● JOB
Rewrite every line of the listing below, changing each "black rubber mat" to "gray rubber mat" and keeping everything else the same.

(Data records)
_ _ _ _
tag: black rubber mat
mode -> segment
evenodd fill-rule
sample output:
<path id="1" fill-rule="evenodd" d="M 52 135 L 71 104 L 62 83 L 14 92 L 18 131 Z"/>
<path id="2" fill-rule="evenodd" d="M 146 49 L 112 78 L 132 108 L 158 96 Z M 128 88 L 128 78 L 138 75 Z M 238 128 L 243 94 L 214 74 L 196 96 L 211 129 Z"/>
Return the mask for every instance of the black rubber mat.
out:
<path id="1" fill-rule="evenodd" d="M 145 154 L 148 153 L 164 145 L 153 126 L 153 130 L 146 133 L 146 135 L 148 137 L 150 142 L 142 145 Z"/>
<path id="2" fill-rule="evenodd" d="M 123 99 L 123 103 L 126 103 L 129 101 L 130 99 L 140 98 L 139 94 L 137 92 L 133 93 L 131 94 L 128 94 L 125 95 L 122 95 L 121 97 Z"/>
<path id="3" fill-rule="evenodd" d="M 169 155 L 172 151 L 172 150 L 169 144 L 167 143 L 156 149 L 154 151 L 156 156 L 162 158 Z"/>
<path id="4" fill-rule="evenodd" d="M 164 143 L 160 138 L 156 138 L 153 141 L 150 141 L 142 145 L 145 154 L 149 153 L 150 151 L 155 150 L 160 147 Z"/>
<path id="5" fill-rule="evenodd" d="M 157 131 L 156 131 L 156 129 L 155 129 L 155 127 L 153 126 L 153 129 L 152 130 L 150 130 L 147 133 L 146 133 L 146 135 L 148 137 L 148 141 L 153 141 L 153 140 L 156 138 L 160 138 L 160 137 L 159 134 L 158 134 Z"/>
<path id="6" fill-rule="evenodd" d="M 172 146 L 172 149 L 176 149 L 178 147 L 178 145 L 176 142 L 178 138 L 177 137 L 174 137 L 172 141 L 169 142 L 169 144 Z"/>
_ _ _ _
● ANSWER
tag: gray rubber mat
mode -> segment
evenodd fill-rule
sample output:
<path id="1" fill-rule="evenodd" d="M 52 135 L 71 104 L 62 83 L 14 92 L 18 131 Z"/>
<path id="2" fill-rule="evenodd" d="M 146 49 L 112 78 L 132 108 L 158 96 Z M 128 88 L 128 78 L 138 75 Z M 238 128 L 243 94 L 214 74 L 196 96 L 211 129 Z"/>
Return the mask for every instance of the gray rubber mat.
out:
<path id="1" fill-rule="evenodd" d="M 145 154 L 148 153 L 164 145 L 153 126 L 153 130 L 146 133 L 146 135 L 148 137 L 150 142 L 142 145 Z"/>
<path id="2" fill-rule="evenodd" d="M 123 99 L 123 103 L 126 103 L 129 101 L 130 99 L 140 98 L 139 94 L 137 92 L 133 93 L 131 94 L 128 94 L 125 95 L 122 95 L 121 97 Z"/>
<path id="3" fill-rule="evenodd" d="M 169 155 L 172 151 L 172 150 L 169 144 L 167 143 L 156 149 L 154 151 L 156 156 L 162 158 Z"/>
<path id="4" fill-rule="evenodd" d="M 164 143 L 160 138 L 156 138 L 153 141 L 150 141 L 142 145 L 145 154 L 149 153 L 150 151 L 155 150 L 160 147 Z"/>
<path id="5" fill-rule="evenodd" d="M 157 131 L 156 131 L 156 129 L 155 129 L 155 127 L 153 126 L 153 129 L 152 130 L 150 130 L 147 133 L 146 133 L 146 135 L 148 137 L 148 141 L 153 141 L 153 140 L 156 138 L 160 138 L 160 137 L 159 134 L 158 134 Z"/>
<path id="6" fill-rule="evenodd" d="M 172 146 L 172 149 L 176 149 L 178 147 L 178 145 L 176 142 L 178 138 L 177 137 L 174 137 L 172 141 L 169 142 L 169 144 Z"/>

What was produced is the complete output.